#### Given passage:
—————

The length of a string s can be discovered using the built-in function len. The length is a compile-time constant if the string is a constant.

Byte types

Byte is a simplify expression of uint8 for most cases.

Union types

TODO

Option types

TODO

Function types

A function type denotes the set of all functions with the same parameter and result types.

FunctionType   = "function" Signature .
Signature      = Parameters [ Result ] .
Result         = Parameters | Type .
Parameters     = "(" [ ParameterList [ "," ] ] ")" .
ParameterList  = ParameterDecl { "," ParameterDecl } .
ParameterDecl  = [ IdentifierList ] [ "..." ] Type .

Within a list of parameters or results, the names (IdentifierList) must all be present. Each name stands for one item (parameter or result) of the specified type and all non-blank names in the signature must be unique. Parameter and result lists are always parenthesized except that if there is exactly one unnamed result it may be written as an unparenthesized type.

function()
function(x uint8) uint8
function(a, _ uint32, z uint64) bool

Complex Types

Array types

TODO

Vector types

An vector is a numbered sequence of elements of a single type, called the element type. The number of elements is called the length of the vector and is never negative.

VectorType   = "[" VectorLength "]" ElementType .
VectorLength = Expression .
ElementType = Type .

The length is part of the vector's type; it must evaluate to a non-negative constant representable by a value of type int. The length of vector a can be discovered using the built-in function size. The elements can be addressed by integer indices 0 through len(a)-1. Vector types are always one-dimensional but may be composed to form multi-dimensional types.

Struct

TODO

Table types

A table is a sequence of named elements, called fields, each of which has a name and a type. Field names may be specified explicitly (IdentifierList) or implicitly (EmbeddedField). Within a table, non-blank field names must be unique.

TODO

Blocks

A block is a possibly empty sequence of declarations and statements within matching brace brackets.

Block = "{" StatementList "}" .
StatementList = { Statement ";" } .

—————

#### Direction 1:
Sum up the specification excerpt in two sentences.
The text and the records have nothing to do with each other.

[Location identification items]

—————

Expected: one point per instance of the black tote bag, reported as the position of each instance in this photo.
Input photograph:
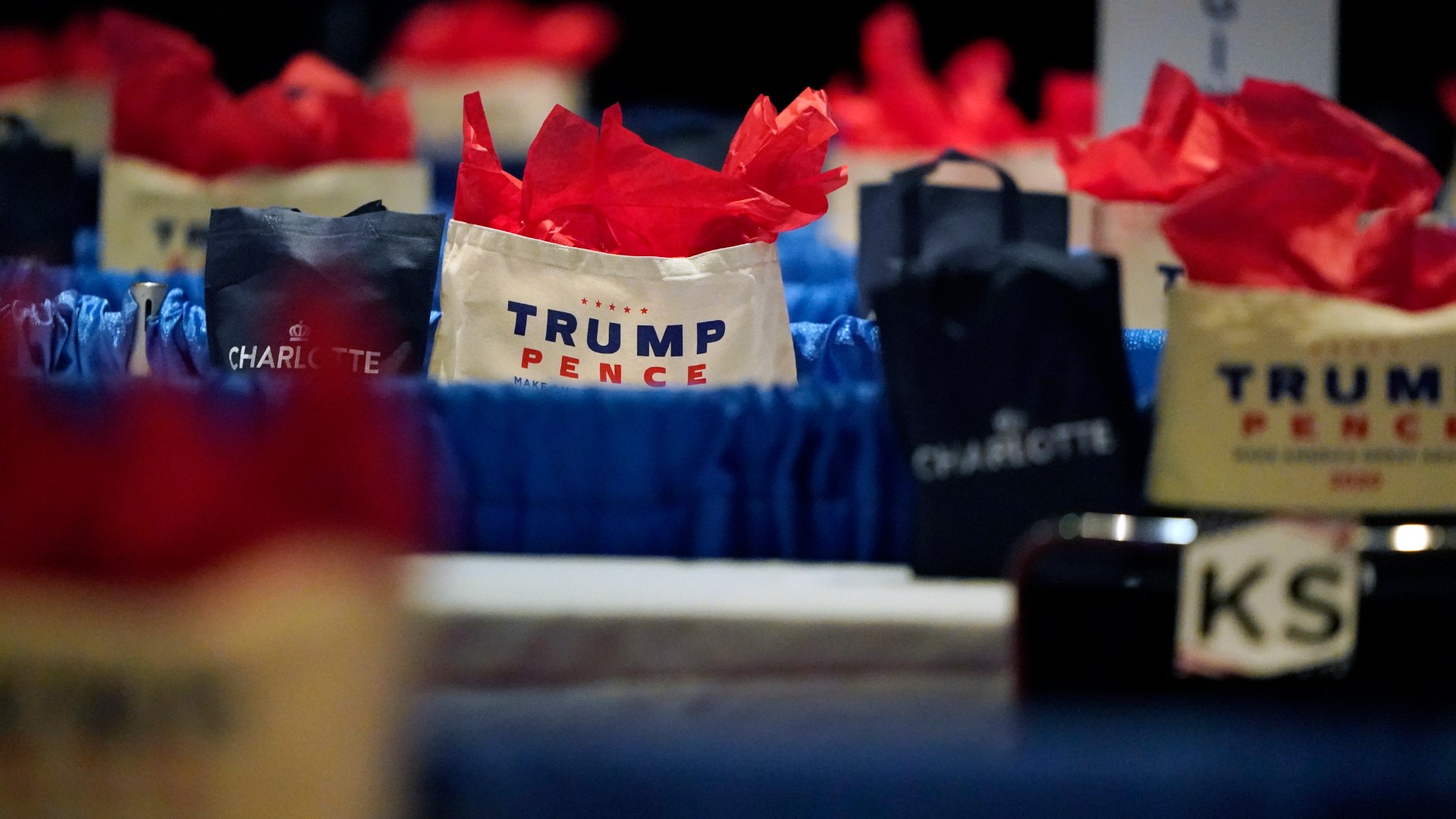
(38, 196)
(372, 265)
(1009, 387)
(909, 213)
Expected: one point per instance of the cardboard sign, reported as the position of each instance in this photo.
(271, 689)
(1277, 400)
(1269, 599)
(1218, 41)
(517, 99)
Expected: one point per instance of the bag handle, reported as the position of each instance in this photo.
(908, 187)
(18, 131)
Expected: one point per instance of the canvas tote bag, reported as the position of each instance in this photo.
(538, 314)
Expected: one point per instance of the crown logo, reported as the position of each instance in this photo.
(1008, 422)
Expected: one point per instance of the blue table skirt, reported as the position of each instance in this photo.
(808, 472)
(910, 749)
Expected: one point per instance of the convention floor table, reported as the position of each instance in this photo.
(747, 732)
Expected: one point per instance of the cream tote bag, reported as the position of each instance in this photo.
(536, 314)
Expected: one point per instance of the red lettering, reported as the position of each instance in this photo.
(1302, 426)
(1356, 480)
(1254, 423)
(1407, 428)
(1356, 428)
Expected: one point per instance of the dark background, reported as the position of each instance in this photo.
(720, 55)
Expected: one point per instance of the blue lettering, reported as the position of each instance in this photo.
(1237, 375)
(522, 311)
(667, 344)
(1286, 379)
(561, 324)
(1171, 273)
(1427, 385)
(708, 333)
(1356, 392)
(613, 337)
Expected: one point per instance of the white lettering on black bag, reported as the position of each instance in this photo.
(536, 314)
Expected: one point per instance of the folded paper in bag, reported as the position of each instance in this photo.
(522, 58)
(199, 605)
(615, 262)
(184, 145)
(1310, 362)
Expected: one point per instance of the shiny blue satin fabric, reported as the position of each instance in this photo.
(808, 472)
(80, 324)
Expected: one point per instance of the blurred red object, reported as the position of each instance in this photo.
(150, 482)
(606, 190)
(171, 108)
(1187, 139)
(903, 105)
(576, 36)
(74, 53)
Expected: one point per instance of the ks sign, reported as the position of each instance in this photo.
(1267, 599)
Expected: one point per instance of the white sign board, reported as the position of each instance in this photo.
(1216, 41)
(1267, 599)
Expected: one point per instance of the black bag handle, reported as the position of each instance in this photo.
(18, 131)
(908, 188)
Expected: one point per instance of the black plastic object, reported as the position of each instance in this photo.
(1097, 617)
(905, 219)
(372, 265)
(39, 205)
(1009, 388)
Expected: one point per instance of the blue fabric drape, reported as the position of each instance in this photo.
(797, 474)
(808, 472)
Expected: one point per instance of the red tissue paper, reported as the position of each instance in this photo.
(150, 482)
(903, 105)
(74, 53)
(171, 108)
(607, 190)
(1308, 228)
(1187, 139)
(437, 36)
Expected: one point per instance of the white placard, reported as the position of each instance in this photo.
(1216, 41)
(1267, 599)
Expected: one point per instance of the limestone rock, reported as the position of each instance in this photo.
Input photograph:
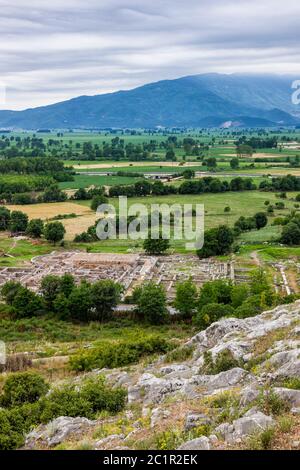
(193, 420)
(292, 397)
(57, 431)
(201, 443)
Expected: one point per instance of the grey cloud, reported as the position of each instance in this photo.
(55, 50)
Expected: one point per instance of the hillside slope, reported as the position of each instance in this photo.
(195, 101)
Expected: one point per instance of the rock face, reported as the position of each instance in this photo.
(202, 443)
(191, 397)
(57, 431)
(252, 422)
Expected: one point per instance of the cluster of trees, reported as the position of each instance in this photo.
(283, 183)
(52, 193)
(207, 184)
(269, 142)
(12, 184)
(219, 241)
(215, 300)
(245, 224)
(36, 166)
(291, 230)
(17, 221)
(25, 404)
(83, 194)
(62, 297)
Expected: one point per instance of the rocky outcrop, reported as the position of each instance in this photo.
(57, 431)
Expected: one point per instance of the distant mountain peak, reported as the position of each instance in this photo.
(211, 99)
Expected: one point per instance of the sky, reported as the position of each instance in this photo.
(54, 50)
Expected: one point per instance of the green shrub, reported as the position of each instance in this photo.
(23, 387)
(180, 354)
(119, 354)
(211, 313)
(65, 402)
(102, 397)
(293, 383)
(262, 441)
(9, 438)
(270, 403)
(93, 397)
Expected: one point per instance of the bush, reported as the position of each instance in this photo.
(211, 313)
(151, 304)
(23, 387)
(218, 241)
(9, 438)
(93, 397)
(35, 228)
(222, 362)
(270, 403)
(119, 354)
(186, 298)
(27, 304)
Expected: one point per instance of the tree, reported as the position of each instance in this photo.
(27, 304)
(210, 162)
(35, 228)
(4, 218)
(261, 220)
(291, 234)
(18, 221)
(244, 150)
(105, 296)
(151, 305)
(54, 232)
(97, 201)
(186, 298)
(9, 290)
(211, 313)
(239, 294)
(156, 246)
(217, 241)
(50, 288)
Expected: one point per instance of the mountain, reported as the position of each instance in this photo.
(208, 100)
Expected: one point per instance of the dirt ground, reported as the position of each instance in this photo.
(73, 226)
(133, 164)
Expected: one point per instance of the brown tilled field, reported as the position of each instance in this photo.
(85, 217)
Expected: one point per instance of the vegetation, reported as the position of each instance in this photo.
(119, 354)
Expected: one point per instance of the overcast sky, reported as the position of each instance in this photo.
(54, 50)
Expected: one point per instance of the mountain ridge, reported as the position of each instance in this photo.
(207, 100)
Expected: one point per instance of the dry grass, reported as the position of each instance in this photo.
(73, 226)
(50, 210)
(132, 164)
(80, 224)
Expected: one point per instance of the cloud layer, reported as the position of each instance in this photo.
(52, 51)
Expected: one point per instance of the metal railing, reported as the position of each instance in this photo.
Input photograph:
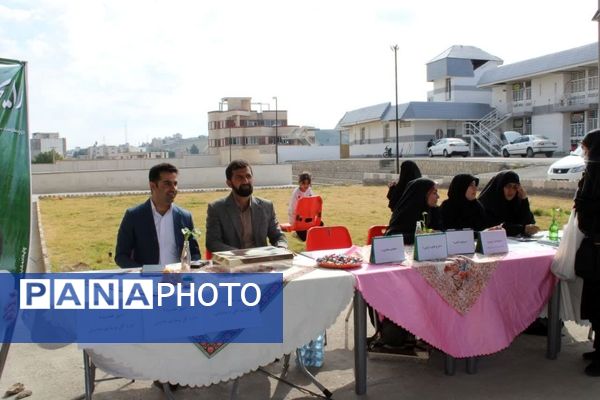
(482, 133)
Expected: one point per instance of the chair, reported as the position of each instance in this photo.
(374, 231)
(308, 214)
(328, 237)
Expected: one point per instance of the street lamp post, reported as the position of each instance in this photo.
(277, 133)
(395, 48)
(229, 143)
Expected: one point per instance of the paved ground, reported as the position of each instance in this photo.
(519, 372)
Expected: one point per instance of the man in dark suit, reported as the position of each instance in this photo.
(240, 220)
(150, 233)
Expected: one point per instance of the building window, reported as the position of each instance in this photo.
(521, 91)
(386, 133)
(592, 122)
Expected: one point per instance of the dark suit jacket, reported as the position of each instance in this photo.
(137, 241)
(224, 224)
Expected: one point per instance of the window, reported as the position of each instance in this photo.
(386, 133)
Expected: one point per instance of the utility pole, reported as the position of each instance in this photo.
(395, 48)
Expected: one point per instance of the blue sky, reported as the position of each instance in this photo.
(106, 70)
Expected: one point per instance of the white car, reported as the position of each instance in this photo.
(529, 146)
(569, 168)
(448, 147)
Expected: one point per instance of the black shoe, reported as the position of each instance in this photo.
(591, 355)
(593, 369)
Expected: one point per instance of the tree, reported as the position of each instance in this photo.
(47, 157)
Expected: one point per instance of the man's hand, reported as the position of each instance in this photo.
(521, 192)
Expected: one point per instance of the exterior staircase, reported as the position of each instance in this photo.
(481, 133)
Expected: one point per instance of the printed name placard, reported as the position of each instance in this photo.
(387, 249)
(492, 242)
(460, 242)
(430, 247)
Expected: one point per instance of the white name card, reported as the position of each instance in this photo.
(430, 247)
(492, 242)
(460, 242)
(387, 249)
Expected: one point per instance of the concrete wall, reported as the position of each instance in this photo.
(137, 179)
(551, 126)
(306, 153)
(98, 165)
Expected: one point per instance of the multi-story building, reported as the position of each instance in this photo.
(476, 97)
(455, 100)
(238, 131)
(42, 142)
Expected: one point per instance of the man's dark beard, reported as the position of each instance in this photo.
(243, 190)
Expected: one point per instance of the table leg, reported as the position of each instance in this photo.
(449, 364)
(554, 328)
(360, 344)
(88, 378)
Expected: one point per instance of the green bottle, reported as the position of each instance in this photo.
(553, 229)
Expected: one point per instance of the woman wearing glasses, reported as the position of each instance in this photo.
(506, 204)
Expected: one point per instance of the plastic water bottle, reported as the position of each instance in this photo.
(553, 230)
(313, 353)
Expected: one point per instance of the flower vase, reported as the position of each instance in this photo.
(186, 256)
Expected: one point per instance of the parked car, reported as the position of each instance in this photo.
(530, 145)
(448, 147)
(569, 168)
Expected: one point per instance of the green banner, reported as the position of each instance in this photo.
(15, 188)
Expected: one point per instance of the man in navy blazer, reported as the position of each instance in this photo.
(240, 220)
(150, 233)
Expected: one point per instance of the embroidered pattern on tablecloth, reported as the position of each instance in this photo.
(211, 345)
(458, 280)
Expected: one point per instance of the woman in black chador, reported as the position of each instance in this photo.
(408, 172)
(462, 209)
(587, 205)
(420, 196)
(505, 203)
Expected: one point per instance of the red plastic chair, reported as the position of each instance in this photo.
(328, 237)
(308, 214)
(374, 231)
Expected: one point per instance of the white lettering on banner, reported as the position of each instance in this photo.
(136, 294)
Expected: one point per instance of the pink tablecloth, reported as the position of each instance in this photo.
(512, 299)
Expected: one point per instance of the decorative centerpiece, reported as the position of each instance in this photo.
(186, 256)
(340, 261)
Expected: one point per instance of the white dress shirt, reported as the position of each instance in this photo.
(165, 231)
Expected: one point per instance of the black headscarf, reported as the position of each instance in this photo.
(410, 209)
(513, 214)
(457, 211)
(408, 171)
(587, 199)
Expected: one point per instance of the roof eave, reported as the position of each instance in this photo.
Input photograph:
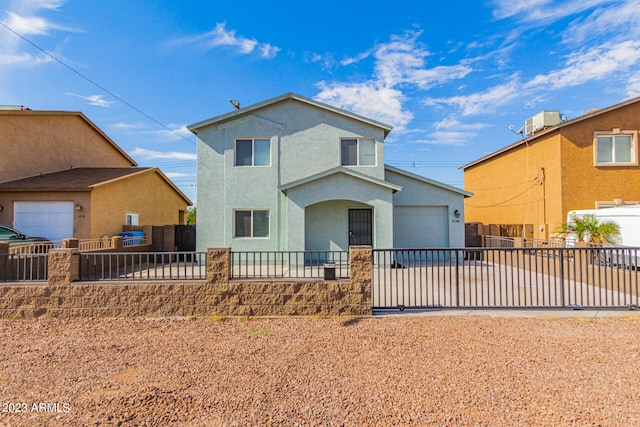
(217, 119)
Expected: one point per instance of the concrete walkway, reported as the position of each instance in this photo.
(524, 313)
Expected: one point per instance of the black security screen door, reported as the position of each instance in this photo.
(360, 227)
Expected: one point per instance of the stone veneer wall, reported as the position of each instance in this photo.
(216, 296)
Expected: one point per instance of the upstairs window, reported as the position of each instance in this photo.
(616, 148)
(131, 219)
(251, 223)
(253, 152)
(358, 152)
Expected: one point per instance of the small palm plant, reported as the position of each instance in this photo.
(588, 228)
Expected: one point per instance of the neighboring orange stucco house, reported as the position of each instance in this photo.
(583, 163)
(61, 176)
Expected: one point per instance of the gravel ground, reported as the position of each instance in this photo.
(443, 371)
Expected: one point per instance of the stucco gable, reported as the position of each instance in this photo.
(233, 115)
(251, 118)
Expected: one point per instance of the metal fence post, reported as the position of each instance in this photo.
(457, 280)
(561, 256)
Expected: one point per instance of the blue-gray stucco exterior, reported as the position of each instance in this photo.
(304, 187)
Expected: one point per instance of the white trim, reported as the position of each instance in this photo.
(253, 151)
(358, 140)
(613, 133)
(135, 218)
(252, 237)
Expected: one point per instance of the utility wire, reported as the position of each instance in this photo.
(94, 83)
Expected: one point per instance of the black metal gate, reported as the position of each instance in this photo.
(360, 227)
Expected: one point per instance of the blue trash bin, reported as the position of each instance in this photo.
(132, 238)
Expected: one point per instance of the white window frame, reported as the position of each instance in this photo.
(253, 152)
(613, 133)
(251, 236)
(133, 217)
(358, 140)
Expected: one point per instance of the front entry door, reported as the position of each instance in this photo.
(360, 227)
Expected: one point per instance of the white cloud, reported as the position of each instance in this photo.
(129, 126)
(596, 63)
(451, 131)
(221, 36)
(615, 20)
(633, 86)
(398, 64)
(593, 64)
(24, 17)
(152, 154)
(542, 12)
(176, 133)
(367, 99)
(96, 100)
(482, 102)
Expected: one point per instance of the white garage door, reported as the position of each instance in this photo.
(420, 227)
(53, 220)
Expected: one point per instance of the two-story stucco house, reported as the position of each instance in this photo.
(294, 174)
(587, 162)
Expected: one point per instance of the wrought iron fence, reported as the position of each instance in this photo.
(143, 266)
(506, 278)
(294, 264)
(23, 267)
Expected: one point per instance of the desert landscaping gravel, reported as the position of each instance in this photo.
(440, 371)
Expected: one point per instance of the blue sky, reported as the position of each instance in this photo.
(451, 77)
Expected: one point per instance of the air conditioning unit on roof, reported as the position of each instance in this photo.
(540, 121)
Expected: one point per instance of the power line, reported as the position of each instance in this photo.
(94, 83)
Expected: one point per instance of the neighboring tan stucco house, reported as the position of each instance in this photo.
(294, 174)
(584, 163)
(61, 176)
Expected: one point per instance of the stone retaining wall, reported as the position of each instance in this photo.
(217, 296)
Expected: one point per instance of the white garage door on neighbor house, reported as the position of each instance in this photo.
(53, 220)
(420, 227)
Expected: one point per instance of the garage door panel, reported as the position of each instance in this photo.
(53, 220)
(421, 227)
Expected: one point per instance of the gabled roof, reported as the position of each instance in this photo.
(81, 179)
(428, 181)
(245, 110)
(72, 113)
(336, 171)
(533, 138)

—————

#### Direction 2:
Rewrite the stretch of the records from their start through the line containing "(1008, 422)" as a Markdown table with the columns n (row number) and Line. Skip blank lines and leave out the picture.

#### Task solution 1:
A function type is the set of all functions that share the same parameter and result types, and a vector is a numbered sequence of elements of one type whose length is part of the type and is never negative. A table is a sequence of named fields with unique non-blank names, and a block is a possibly empty sequence of declarations and statements inside matching braces.

#### Task solution 2:
| n | Line |
|---|---|
| 1 | Expected: one point per instance of the black tote bag, reported as the position of each instance in this photo. |
| 2 | Input photograph: |
| 3 | (38, 196) |
| 4 | (372, 265) |
| 5 | (1009, 387) |
| 6 | (909, 213) |
| 7 | Expected: one point per instance of the cardboard sign, reported as the position of each instance in this photo. |
| 8 | (271, 689) |
| 9 | (1277, 400) |
| 10 | (1269, 599) |
| 11 | (1218, 41) |
| 12 | (517, 99) |
| 13 | Expected: one point per instance of the bag handle, reported as the position of each instance in this photo. |
| 14 | (908, 187) |
| 15 | (18, 131) |
| 16 | Expected: one point per instance of the canvas tote bag, reported as the position of each instance in this photo. |
| 17 | (538, 314) |
| 18 | Expected: one point per instance of the crown logo, reported as the position of each instance in this photo. |
| 19 | (1008, 422) |